▸ **Given exercise**: Tally the lines in the listing that contain the string "mountain", matching case exactly, and reply with that number alone.

[Point annotation dataset listing]

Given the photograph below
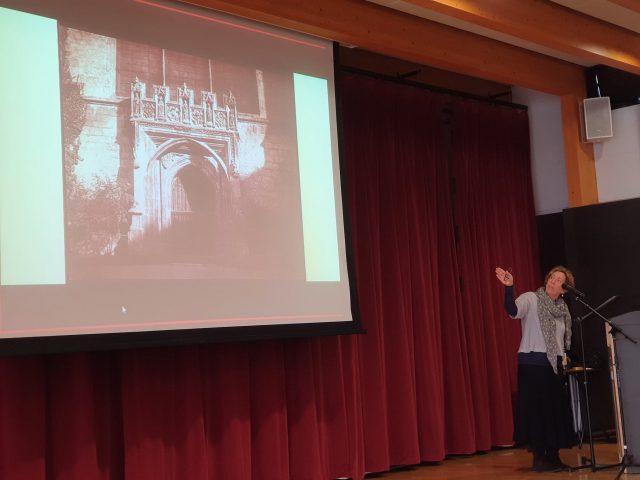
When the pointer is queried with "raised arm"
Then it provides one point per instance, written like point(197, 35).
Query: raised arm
point(506, 278)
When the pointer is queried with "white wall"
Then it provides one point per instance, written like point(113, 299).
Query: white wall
point(618, 159)
point(548, 168)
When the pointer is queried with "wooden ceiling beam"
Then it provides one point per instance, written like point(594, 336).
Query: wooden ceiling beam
point(389, 32)
point(633, 5)
point(550, 25)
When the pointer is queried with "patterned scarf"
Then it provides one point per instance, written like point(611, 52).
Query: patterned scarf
point(548, 312)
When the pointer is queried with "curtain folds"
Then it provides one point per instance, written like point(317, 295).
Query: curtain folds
point(439, 194)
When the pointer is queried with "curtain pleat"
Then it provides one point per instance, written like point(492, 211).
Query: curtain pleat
point(438, 194)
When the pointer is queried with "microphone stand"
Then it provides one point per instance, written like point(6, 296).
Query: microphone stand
point(626, 460)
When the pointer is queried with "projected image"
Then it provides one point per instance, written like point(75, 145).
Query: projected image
point(176, 166)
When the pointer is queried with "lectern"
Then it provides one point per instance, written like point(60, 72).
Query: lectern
point(625, 359)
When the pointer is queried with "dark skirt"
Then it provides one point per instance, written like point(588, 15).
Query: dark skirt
point(543, 412)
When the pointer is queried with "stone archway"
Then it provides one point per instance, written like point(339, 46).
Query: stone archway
point(180, 198)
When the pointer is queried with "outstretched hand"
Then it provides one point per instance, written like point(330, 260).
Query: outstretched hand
point(505, 277)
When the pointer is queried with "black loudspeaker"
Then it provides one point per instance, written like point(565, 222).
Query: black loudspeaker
point(596, 123)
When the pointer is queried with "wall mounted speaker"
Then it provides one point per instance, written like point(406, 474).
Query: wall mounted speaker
point(596, 114)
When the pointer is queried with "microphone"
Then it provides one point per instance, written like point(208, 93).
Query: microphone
point(573, 290)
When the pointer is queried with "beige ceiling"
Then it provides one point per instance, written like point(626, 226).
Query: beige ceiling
point(584, 32)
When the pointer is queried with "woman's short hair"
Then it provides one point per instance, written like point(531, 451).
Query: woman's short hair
point(567, 273)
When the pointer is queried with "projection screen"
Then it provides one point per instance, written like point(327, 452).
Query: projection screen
point(169, 175)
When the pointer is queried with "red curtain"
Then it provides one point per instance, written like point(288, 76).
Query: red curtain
point(433, 375)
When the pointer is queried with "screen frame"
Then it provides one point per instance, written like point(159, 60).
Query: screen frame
point(194, 336)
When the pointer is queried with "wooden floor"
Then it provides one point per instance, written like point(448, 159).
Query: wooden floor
point(512, 464)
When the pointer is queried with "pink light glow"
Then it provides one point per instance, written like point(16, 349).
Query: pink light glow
point(229, 24)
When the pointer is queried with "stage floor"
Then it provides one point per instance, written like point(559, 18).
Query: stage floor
point(511, 464)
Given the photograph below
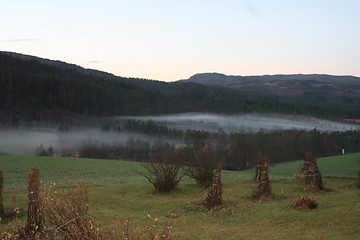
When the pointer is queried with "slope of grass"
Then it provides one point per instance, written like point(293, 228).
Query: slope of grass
point(56, 169)
point(117, 193)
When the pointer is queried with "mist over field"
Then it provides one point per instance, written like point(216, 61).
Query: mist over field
point(26, 140)
point(245, 122)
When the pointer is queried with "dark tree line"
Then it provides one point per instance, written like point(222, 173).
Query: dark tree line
point(237, 150)
point(31, 89)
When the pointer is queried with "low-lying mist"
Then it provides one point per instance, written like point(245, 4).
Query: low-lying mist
point(244, 122)
point(26, 140)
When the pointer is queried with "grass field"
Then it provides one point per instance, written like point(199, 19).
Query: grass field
point(117, 193)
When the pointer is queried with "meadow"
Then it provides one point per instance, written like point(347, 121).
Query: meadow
point(117, 193)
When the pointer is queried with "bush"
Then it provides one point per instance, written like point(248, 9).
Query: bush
point(264, 188)
point(163, 171)
point(313, 179)
point(308, 202)
point(67, 212)
point(202, 166)
point(41, 151)
point(213, 197)
point(35, 218)
point(358, 180)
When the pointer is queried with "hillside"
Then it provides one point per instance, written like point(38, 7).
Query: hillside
point(312, 87)
point(119, 197)
point(33, 88)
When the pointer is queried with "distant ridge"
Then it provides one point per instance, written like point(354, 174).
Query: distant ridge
point(215, 78)
point(33, 88)
point(313, 87)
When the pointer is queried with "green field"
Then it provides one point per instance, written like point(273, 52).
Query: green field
point(117, 193)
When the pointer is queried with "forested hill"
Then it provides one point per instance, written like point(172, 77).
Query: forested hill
point(32, 88)
point(320, 88)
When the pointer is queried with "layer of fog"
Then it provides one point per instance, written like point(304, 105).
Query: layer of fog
point(26, 140)
point(244, 122)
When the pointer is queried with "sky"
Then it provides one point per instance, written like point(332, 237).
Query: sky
point(169, 40)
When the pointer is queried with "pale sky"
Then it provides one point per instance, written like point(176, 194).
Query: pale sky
point(169, 40)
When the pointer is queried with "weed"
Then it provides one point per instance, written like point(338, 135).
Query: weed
point(213, 197)
point(163, 171)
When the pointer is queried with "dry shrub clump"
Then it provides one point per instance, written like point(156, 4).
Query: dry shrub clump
point(163, 171)
point(213, 197)
point(2, 213)
point(202, 167)
point(307, 202)
point(313, 179)
point(35, 219)
point(67, 212)
point(264, 188)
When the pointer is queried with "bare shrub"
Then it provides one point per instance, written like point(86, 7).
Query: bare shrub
point(213, 197)
point(307, 202)
point(313, 179)
point(306, 156)
point(264, 188)
point(41, 151)
point(202, 166)
point(163, 171)
point(67, 211)
point(257, 169)
point(35, 219)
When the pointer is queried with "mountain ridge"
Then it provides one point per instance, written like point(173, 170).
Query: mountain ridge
point(32, 88)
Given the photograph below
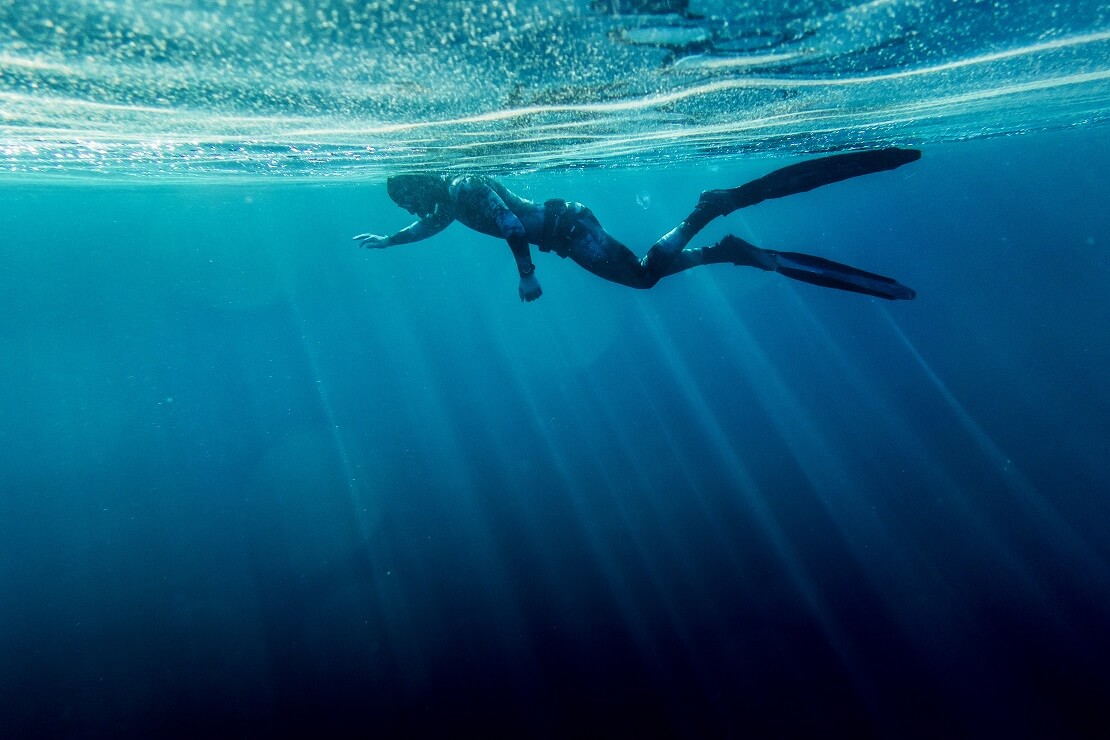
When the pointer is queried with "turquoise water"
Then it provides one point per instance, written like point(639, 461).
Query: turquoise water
point(258, 480)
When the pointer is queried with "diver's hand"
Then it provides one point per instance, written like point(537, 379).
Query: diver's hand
point(530, 289)
point(372, 241)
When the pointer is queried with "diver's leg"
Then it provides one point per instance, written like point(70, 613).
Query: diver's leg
point(798, 179)
point(794, 179)
point(805, 267)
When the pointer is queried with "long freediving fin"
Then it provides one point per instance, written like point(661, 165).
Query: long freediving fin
point(826, 273)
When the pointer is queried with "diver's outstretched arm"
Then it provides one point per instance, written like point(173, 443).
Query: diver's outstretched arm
point(798, 179)
point(415, 232)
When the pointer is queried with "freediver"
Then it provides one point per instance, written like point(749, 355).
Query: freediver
point(569, 230)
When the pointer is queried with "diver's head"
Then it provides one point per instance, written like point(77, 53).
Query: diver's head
point(420, 194)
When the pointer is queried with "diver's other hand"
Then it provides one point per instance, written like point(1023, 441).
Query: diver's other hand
point(530, 289)
point(372, 241)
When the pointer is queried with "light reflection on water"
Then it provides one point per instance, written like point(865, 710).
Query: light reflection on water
point(339, 89)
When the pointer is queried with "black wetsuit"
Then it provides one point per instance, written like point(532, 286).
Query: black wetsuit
point(572, 231)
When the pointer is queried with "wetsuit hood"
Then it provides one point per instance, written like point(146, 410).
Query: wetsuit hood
point(417, 193)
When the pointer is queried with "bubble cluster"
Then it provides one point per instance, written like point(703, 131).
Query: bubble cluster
point(355, 88)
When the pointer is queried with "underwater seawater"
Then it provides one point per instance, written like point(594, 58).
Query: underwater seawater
point(258, 482)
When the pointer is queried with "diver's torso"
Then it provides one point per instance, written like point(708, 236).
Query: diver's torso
point(477, 208)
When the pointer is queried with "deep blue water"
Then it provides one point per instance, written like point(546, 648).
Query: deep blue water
point(254, 479)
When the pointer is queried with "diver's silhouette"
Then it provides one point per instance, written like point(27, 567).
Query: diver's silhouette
point(571, 230)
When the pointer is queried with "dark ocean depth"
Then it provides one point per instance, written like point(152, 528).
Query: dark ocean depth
point(255, 480)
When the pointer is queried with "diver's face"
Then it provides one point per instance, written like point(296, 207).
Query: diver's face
point(419, 204)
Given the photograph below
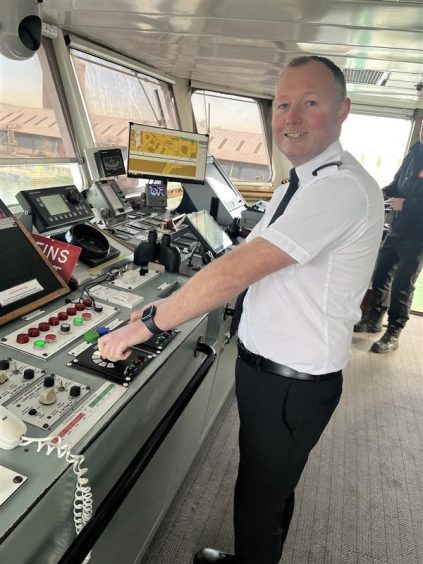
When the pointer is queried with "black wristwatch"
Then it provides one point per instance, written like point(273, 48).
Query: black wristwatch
point(148, 319)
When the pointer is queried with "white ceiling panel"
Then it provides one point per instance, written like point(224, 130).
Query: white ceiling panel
point(243, 44)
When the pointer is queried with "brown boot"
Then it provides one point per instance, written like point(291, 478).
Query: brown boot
point(388, 342)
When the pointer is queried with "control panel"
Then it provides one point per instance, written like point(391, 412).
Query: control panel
point(53, 208)
point(109, 199)
point(46, 336)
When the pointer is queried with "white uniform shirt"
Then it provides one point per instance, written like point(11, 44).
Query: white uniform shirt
point(303, 315)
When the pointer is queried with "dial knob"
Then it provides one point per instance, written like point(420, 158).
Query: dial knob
point(28, 374)
point(49, 381)
point(75, 391)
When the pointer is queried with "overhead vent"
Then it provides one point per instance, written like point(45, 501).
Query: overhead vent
point(359, 76)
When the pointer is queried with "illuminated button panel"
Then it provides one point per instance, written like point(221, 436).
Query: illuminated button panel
point(49, 335)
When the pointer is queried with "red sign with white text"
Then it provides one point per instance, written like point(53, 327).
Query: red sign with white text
point(62, 256)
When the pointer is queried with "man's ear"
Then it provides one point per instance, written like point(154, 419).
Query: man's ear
point(344, 109)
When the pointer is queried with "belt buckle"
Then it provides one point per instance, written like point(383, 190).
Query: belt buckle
point(251, 358)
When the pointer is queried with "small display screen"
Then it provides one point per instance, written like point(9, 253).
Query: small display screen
point(209, 232)
point(111, 196)
point(110, 162)
point(55, 204)
point(157, 190)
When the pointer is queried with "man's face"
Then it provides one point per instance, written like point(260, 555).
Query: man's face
point(308, 114)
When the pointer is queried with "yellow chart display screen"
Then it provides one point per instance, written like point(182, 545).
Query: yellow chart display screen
point(166, 153)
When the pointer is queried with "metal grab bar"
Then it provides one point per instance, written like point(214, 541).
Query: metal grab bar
point(87, 538)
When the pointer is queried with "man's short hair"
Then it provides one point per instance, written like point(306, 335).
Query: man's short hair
point(334, 69)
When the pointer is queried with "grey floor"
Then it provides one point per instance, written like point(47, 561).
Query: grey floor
point(359, 500)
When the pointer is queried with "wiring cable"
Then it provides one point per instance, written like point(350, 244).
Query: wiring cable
point(82, 504)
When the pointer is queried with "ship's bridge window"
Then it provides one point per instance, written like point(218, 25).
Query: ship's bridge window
point(378, 142)
point(237, 138)
point(37, 148)
point(114, 95)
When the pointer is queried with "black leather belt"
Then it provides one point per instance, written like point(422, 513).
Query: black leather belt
point(280, 369)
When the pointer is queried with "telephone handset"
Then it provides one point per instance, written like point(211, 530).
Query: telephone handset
point(12, 431)
point(93, 243)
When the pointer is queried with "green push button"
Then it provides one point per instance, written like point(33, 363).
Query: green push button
point(91, 336)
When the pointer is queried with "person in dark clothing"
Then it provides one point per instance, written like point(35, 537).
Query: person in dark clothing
point(400, 257)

▸ **Response to this task**: 2